[Lines of data]

_ _ _ _ _

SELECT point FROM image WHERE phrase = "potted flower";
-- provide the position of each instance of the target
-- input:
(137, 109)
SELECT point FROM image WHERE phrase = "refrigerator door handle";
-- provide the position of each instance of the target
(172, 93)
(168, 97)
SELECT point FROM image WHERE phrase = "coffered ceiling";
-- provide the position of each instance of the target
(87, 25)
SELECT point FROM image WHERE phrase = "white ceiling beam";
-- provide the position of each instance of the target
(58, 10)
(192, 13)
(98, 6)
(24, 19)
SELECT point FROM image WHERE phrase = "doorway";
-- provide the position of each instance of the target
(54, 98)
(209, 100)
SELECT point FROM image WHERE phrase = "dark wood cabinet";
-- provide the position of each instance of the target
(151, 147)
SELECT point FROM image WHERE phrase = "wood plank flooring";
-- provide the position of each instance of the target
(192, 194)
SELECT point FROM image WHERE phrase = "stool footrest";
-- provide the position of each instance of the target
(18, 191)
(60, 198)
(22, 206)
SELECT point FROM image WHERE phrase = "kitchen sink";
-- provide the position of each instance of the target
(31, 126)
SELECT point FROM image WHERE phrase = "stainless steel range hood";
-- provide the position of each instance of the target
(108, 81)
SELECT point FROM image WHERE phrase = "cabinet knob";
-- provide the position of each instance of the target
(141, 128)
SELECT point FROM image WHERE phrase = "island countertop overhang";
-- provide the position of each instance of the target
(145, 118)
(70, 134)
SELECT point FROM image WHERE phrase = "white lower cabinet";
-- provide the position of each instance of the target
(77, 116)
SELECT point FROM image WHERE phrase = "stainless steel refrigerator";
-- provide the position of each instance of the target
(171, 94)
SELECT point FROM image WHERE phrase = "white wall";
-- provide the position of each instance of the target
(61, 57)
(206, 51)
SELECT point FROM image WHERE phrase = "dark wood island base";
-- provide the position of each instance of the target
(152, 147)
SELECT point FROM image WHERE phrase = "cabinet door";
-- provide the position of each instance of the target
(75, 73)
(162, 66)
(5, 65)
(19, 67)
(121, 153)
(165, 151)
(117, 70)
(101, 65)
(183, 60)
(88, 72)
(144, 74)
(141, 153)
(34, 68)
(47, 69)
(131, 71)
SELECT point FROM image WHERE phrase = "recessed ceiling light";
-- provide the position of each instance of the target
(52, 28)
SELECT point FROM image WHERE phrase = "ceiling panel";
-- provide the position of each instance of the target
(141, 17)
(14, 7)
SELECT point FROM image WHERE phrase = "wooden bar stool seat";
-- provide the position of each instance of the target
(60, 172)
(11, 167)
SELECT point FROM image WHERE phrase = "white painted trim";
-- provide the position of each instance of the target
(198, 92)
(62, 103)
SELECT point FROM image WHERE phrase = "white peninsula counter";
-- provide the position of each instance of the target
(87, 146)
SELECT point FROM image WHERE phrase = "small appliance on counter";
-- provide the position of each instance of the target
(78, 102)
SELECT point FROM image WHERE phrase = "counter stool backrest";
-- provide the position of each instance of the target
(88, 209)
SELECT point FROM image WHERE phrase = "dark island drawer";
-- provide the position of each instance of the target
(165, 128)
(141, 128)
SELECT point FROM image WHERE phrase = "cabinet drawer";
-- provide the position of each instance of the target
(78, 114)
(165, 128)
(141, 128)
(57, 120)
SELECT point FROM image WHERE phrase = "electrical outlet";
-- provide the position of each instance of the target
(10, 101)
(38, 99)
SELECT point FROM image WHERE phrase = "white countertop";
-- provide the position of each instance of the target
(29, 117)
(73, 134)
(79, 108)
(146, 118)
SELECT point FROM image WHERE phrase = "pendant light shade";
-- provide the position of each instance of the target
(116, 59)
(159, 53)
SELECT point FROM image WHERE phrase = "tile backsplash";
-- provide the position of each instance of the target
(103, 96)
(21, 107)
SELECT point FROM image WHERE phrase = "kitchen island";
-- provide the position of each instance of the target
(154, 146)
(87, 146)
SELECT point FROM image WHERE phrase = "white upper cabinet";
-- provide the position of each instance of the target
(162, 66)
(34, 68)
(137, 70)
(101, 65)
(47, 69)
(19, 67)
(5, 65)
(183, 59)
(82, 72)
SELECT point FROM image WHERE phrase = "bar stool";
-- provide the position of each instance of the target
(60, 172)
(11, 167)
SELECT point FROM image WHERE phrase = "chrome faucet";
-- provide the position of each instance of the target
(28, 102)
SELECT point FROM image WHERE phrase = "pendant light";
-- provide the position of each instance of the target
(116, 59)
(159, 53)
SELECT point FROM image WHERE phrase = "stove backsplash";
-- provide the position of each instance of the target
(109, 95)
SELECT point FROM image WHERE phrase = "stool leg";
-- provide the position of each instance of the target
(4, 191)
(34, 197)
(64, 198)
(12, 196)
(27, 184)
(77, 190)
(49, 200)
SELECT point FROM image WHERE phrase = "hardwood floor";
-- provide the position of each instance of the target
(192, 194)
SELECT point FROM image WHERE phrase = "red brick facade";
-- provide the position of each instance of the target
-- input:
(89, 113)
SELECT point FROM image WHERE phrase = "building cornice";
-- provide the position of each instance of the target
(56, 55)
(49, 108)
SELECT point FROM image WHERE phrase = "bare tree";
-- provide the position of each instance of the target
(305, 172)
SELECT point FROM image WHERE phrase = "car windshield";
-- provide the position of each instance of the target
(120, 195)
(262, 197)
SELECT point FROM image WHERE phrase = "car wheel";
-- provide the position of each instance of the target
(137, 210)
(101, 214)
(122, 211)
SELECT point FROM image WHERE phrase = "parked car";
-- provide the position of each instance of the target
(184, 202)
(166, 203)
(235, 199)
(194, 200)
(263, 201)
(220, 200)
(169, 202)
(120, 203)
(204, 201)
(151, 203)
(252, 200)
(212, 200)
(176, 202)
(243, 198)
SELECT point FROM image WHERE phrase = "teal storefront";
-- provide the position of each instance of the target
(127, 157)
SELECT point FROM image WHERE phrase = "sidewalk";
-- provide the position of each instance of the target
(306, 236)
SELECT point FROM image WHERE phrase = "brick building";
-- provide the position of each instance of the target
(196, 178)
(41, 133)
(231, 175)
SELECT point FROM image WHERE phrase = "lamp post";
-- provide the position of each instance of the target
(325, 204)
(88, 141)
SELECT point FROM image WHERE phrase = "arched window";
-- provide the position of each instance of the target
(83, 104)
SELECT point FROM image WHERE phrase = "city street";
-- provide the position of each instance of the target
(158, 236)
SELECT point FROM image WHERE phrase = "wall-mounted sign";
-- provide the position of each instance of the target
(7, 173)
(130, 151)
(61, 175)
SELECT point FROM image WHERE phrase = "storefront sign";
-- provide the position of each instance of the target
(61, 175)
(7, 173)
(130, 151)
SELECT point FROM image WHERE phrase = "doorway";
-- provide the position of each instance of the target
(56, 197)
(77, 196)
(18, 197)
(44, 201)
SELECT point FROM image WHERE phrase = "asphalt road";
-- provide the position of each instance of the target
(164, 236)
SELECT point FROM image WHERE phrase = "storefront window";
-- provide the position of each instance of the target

_ _ _ _ _

Every entry needs to be retyped exactly.

SELECT point FROM image WHERE phrase = "potted flower";
-- provide the position of each instance of the target
-- input:
(137, 109)
SELECT point FROM image WHERE phrase = "refrigerator door handle";
-- provide the position of each instance of the target
(172, 93)
(168, 97)
SELECT point FROM image WHERE phrase = "coffered ceiling";
-- provide the position of each instance of the target
(87, 25)
SELECT point FROM image WHERE phrase = "white ceiling beam";
-- provide the position of each instance of the target
(58, 10)
(192, 13)
(98, 6)
(24, 19)
SELECT point FROM image WHERE phrase = "doorway";
-- provide the position of each instance of the target
(54, 98)
(209, 100)
SELECT point FROM image WHERE phrase = "dark wood cabinet";
-- provide the position of each instance of the target
(151, 147)
SELECT point FROM image WHERE phrase = "wood plank flooring";
-- provide the position of each instance of the target
(192, 194)
SELECT point FROM image WHERE phrase = "stool footrest";
-- provide the position of each instance of the target
(18, 191)
(60, 198)
(22, 206)
SELECT point FROM image WHERE phrase = "kitchen sink";
-- provide the position of each instance of the target
(31, 126)
SELECT point FROM image WHERE phrase = "stainless steel range hood";
-- provide the position of each instance of the target
(108, 81)
SELECT point FROM image WHERE phrase = "cabinet knob";
-- provide the position of each instance of the target
(141, 128)
SELECT point FROM image WHERE phrase = "island countertop overhang";
-- provide the position of each instance of the target
(145, 118)
(70, 134)
SELECT point FROM image WHERE phrase = "white lower cabinet";
-- provide the position of each instance of the target
(77, 116)
SELECT point FROM image WHERE phrase = "stainless steel refrigerator";
-- provide the position of each instance of the target
(171, 94)
SELECT point FROM image WHERE phrase = "white wall";
-- provide the position of each instance of the target
(61, 57)
(206, 51)
SELECT point FROM image WHERE phrase = "dark wood island base";
-- provide the position of each instance of the target
(152, 147)
SELECT point FROM image WHERE phrase = "cabinet door";
-- provide the position of each instance of the target
(75, 73)
(162, 66)
(5, 65)
(19, 67)
(121, 153)
(165, 151)
(117, 70)
(101, 65)
(183, 60)
(88, 72)
(144, 74)
(141, 153)
(34, 68)
(47, 69)
(131, 71)
SELECT point FROM image WHERE phrase = "recessed ceiling light";
-- provide the position of each instance of the target
(52, 28)
SELECT point FROM image WHERE phrase = "ceiling panel";
-- provide the position of each instance of the target
(141, 17)
(14, 7)
SELECT point FROM image WHERE phrase = "wooden bar stool seat";
-- provide the position of each instance of the target
(60, 172)
(11, 167)
SELECT point FROM image WHERE phrase = "white painted trim";
-- provide the position of each instance of the target
(198, 92)
(62, 103)
SELECT point FROM image WHERE phrase = "white peninsula counter";
-- provide the position of each instance of the target
(87, 146)
SELECT point FROM image WHERE phrase = "small appliance on counter";
-- provide the position of each instance of the target
(78, 102)
SELECT point FROM image WHERE phrase = "counter stool backrest";
-- provide the position of each instance of the target
(88, 209)
SELECT point FROM image WHERE phrase = "dark island drawer";
-- provide the position of each instance of the target
(165, 128)
(141, 128)
SELECT point FROM image WHERE phrase = "cabinet drawer";
-- provide the position of each instance of the target
(78, 114)
(165, 128)
(141, 128)
(57, 120)
SELECT point FROM image WHERE phrase = "electrical outlet";
-- provide the position of each instance of the target
(10, 101)
(38, 99)
SELECT point FROM image WHERE phrase = "white countertop";
-- provide the position of each instance of the target
(29, 117)
(73, 134)
(79, 108)
(146, 118)
SELECT point FROM image WHERE phrase = "pendant light shade";
-- provide the position of each instance of the target
(116, 59)
(159, 53)
SELECT point FROM image WHERE phrase = "tile backsplash";
-- provide the position of each instance of the target
(103, 96)
(21, 107)
SELECT point FROM image WHERE phrase = "kitchen island";
-- provide the position of each instance of the target
(154, 146)
(87, 146)
SELECT point FROM image WHERE phrase = "white upper cabinet";
-- provide the position of each instance of the target
(162, 66)
(34, 68)
(137, 70)
(101, 65)
(47, 69)
(19, 67)
(5, 65)
(183, 59)
(82, 72)
SELECT point FROM image WHERE phrase = "bar stool";
-- provide the position of each instance of the target
(60, 172)
(11, 167)
SELECT point FROM image WHERE phrase = "chrome faucet";
-- provide the position of each instance of the target
(28, 102)
SELECT point FROM image WHERE phrase = "pendant light";
-- provide the position of each instance of the target
(116, 59)
(159, 53)
SELECT point FROM image WHERE phrase = "stove backsplash";
-- provide the position of each instance of the target
(109, 95)
SELECT point FROM image WHERE phrase = "stool leg";
-- provide the position of each instance of the target
(4, 191)
(34, 197)
(64, 198)
(12, 196)
(27, 184)
(77, 190)
(49, 200)
SELECT point FROM image WHERE phrase = "hardwood floor";
-- provide the position of each instance of the target
(192, 194)
SELECT point FROM image WHERE phrase = "red brick facade";
-- provide the position of each instance of the target
-- input:
(89, 113)
SELECT point FROM image WHERE phrase = "building cornice";
-- provide the position of each instance of the target
(56, 55)
(49, 108)
SELECT point FROM image WHERE phrase = "bare tree";
-- provide the position of each instance of the target
(305, 172)
SELECT point FROM image WHERE phrase = "car windshield";
-- provide the position of each instance of the target
(120, 195)
(262, 197)
SELECT point FROM image WHERE phrase = "car wheel";
-- provide the position of each instance of the target
(137, 210)
(101, 214)
(122, 211)
SELECT point FROM image WHERE phrase = "parked car";
-- provide the position of each instance of the target
(184, 202)
(166, 203)
(235, 199)
(194, 200)
(263, 201)
(220, 200)
(169, 202)
(120, 203)
(204, 201)
(151, 203)
(252, 200)
(212, 200)
(176, 202)
(243, 198)
SELECT point FROM image WHERE phrase = "teal storefront";
-- provide the position of each instance of the target
(127, 157)
SELECT point FROM image WHERE phrase = "sidewalk";
-- provide the position of each instance of the target
(306, 236)
SELECT point FROM image WHERE phrase = "brick building";
-- provide the position of each instance of the target
(196, 178)
(41, 133)
(231, 175)
SELECT point FROM image WHERE phrase = "lamp post";
-- provide the position of each instance of the target
(325, 204)
(88, 141)
SELECT point FROM image WHERE phrase = "arched window";
-- provide the position of each instance of the target
(83, 104)
SELECT point FROM image WHERE phrase = "city street";
-- provide the position of each instance of the target
(158, 236)
SELECT point FROM image WHERE phrase = "wall-mounted sign";
-- provide the position of each instance of the target
(7, 173)
(130, 151)
(61, 175)
SELECT point FROM image WHERE phrase = "storefront sign";
-- provide the position of each instance of the target
(61, 175)
(7, 173)
(130, 151)
SELECT point FROM image WHERE phrase = "doorway";
-- provide the position of each instance of the target
(56, 197)
(77, 196)
(18, 197)
(44, 201)
SELECT point FROM image WHERE phrase = "asphalt road";
-- provide the position of each instance of the target
(164, 236)
SELECT point FROM image WHERE phrase = "storefront window";
-- provide the position of each instance of the target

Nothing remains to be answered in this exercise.